**Task description**
Copy, from the material below, each line where "gray" shows up.
:::
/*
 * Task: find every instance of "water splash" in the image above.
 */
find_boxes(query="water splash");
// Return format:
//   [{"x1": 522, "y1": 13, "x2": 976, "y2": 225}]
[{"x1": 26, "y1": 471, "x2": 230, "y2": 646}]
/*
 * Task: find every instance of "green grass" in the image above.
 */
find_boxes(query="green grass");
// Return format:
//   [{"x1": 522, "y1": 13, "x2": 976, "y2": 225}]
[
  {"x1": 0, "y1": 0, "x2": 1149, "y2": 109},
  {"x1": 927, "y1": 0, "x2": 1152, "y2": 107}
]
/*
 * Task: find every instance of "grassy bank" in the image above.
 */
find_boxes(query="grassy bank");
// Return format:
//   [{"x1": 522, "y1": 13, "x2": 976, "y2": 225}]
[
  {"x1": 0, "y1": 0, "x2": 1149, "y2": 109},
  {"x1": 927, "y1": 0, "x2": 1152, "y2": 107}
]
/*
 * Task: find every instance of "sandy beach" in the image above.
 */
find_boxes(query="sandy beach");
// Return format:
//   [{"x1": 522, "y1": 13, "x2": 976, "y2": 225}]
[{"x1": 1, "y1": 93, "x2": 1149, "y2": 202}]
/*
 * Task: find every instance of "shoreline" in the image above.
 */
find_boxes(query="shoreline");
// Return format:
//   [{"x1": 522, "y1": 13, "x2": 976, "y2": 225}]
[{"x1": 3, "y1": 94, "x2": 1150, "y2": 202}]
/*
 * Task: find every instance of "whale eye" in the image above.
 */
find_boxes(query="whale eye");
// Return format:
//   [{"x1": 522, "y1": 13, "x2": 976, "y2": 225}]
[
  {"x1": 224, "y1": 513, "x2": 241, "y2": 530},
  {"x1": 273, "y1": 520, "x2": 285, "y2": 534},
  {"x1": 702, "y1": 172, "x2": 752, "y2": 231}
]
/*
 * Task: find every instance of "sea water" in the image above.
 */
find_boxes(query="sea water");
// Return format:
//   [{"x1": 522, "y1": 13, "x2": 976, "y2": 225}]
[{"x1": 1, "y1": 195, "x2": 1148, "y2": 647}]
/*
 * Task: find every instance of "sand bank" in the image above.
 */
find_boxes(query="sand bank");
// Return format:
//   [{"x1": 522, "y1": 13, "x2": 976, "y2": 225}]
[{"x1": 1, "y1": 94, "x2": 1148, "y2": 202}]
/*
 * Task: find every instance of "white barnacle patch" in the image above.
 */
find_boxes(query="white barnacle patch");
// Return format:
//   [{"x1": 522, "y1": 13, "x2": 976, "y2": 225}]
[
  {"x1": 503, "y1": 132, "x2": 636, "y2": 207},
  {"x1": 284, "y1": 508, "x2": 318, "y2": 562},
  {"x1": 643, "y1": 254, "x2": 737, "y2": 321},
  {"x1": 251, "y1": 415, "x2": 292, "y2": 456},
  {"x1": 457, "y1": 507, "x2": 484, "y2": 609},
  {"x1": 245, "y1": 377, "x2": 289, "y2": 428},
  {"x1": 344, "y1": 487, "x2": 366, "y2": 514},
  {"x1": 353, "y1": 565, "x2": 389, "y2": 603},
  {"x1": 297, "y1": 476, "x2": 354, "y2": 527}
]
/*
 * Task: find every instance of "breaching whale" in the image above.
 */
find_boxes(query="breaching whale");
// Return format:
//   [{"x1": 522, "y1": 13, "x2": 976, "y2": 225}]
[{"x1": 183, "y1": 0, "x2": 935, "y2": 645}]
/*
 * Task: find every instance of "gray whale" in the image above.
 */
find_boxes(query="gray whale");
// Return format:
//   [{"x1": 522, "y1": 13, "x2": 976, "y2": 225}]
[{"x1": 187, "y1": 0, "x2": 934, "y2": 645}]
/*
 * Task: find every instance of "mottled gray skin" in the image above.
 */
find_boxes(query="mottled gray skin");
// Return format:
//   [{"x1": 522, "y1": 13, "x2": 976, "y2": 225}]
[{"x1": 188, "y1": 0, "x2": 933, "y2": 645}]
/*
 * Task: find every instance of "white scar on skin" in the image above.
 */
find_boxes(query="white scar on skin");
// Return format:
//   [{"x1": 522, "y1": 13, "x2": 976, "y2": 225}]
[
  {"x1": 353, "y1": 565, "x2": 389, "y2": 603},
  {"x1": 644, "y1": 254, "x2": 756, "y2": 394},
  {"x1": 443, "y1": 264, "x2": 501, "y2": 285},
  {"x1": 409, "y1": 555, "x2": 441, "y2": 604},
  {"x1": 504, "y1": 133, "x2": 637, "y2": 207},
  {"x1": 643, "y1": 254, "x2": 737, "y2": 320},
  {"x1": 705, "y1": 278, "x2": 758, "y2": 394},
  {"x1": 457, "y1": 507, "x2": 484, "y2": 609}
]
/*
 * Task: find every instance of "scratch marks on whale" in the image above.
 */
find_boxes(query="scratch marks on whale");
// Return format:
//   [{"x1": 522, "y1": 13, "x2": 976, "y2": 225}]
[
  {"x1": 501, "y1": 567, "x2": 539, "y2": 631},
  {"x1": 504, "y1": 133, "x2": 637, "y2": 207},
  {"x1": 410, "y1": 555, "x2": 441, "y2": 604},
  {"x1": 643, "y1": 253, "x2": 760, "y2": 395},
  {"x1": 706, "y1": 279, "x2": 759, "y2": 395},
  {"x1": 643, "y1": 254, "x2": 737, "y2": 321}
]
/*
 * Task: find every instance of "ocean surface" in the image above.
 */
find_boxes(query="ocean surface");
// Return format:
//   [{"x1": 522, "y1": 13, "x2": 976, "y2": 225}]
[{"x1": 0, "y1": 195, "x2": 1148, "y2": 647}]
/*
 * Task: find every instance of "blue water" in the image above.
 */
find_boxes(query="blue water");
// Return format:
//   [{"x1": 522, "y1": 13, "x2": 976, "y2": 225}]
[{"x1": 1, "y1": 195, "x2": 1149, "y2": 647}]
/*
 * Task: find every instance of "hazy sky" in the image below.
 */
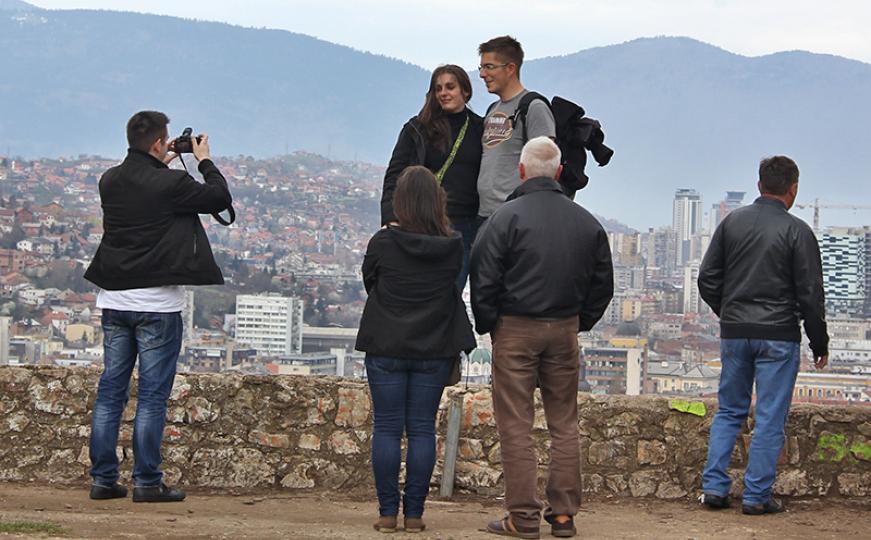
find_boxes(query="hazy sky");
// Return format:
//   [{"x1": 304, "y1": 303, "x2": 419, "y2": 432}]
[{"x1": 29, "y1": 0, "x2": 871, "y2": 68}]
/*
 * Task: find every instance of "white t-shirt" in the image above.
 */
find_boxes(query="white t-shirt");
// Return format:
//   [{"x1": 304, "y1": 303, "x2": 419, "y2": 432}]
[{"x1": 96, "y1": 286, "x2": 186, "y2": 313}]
:::
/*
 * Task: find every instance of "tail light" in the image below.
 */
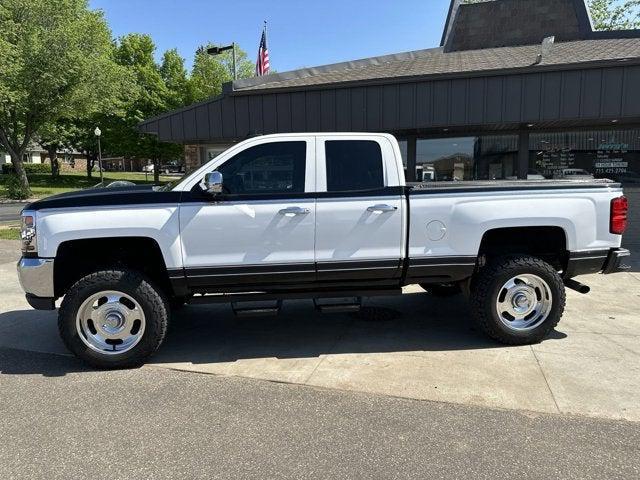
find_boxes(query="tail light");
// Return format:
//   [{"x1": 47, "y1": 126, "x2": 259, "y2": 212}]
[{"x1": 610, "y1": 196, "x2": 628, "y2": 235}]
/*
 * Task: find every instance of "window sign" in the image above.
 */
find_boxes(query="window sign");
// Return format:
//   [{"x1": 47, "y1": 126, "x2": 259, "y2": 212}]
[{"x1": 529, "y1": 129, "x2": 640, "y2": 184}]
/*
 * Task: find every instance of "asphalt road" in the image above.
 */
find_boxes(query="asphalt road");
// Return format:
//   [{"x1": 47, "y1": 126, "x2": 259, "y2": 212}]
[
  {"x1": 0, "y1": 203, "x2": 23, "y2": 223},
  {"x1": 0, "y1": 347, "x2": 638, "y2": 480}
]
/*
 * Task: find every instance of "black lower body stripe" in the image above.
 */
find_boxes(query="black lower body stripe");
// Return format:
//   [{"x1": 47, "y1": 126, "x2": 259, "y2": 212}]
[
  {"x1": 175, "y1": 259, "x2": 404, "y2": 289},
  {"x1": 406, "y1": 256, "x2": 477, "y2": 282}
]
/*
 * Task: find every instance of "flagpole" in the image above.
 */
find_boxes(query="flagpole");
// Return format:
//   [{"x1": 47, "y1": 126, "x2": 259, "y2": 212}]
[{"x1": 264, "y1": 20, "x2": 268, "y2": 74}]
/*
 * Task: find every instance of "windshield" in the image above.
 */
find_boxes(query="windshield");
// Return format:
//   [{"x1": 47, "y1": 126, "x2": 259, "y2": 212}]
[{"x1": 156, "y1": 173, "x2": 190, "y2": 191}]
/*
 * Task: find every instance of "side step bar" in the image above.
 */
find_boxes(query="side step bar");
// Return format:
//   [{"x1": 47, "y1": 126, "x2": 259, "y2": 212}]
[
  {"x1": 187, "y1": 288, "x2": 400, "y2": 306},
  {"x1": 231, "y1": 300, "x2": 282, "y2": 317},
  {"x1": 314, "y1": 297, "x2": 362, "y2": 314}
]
:::
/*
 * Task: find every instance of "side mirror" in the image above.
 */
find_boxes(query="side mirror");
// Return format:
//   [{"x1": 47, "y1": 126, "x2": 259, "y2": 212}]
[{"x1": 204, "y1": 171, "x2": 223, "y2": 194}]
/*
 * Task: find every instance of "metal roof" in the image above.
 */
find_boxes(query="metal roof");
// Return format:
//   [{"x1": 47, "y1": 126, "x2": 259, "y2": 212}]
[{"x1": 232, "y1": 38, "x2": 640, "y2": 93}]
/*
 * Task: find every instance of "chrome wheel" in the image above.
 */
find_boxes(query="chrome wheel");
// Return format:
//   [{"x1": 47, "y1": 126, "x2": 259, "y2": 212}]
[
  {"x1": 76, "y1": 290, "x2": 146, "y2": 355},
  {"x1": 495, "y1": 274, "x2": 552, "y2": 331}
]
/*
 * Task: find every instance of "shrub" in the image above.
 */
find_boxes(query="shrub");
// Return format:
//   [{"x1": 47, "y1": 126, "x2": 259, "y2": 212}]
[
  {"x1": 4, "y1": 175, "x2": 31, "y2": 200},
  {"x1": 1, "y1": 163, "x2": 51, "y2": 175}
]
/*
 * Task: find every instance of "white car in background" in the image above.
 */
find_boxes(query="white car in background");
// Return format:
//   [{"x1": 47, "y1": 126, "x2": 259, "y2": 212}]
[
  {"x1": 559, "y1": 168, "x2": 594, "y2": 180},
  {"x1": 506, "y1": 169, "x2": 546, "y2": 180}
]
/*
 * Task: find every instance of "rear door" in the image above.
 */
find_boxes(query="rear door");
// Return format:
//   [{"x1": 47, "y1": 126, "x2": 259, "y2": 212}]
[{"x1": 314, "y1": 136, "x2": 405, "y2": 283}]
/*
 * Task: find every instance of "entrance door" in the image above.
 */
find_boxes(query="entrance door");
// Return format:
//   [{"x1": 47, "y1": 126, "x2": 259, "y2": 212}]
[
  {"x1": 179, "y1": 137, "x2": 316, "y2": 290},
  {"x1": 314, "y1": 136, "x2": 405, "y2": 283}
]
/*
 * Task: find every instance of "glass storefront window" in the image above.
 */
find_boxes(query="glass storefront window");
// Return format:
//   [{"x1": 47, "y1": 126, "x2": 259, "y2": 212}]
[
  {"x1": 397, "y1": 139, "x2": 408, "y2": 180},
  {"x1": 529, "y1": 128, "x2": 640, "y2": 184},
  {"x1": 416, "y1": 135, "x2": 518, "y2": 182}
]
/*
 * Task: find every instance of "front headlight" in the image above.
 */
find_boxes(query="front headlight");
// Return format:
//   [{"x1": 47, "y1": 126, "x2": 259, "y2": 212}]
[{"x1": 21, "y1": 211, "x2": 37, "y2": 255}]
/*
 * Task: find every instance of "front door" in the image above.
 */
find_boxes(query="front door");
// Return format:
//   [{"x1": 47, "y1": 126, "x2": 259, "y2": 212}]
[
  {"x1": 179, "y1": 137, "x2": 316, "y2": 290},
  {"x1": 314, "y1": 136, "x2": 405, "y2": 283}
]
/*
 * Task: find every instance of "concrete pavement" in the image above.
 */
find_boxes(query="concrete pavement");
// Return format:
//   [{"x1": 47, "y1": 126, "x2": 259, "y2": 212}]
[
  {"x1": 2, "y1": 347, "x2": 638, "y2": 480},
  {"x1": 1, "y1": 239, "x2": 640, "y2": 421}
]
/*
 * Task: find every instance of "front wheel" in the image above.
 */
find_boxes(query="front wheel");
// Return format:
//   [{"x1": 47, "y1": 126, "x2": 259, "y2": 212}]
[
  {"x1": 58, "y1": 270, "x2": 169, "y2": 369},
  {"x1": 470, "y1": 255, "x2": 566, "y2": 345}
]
:::
**Answer to this task**
 * Task: find every instance of "gray whale" in the image above.
find_boxes(query="gray whale");
 * Task: find every instance of "mottled gray skin" in the image above.
find_boxes(query="mottled gray skin");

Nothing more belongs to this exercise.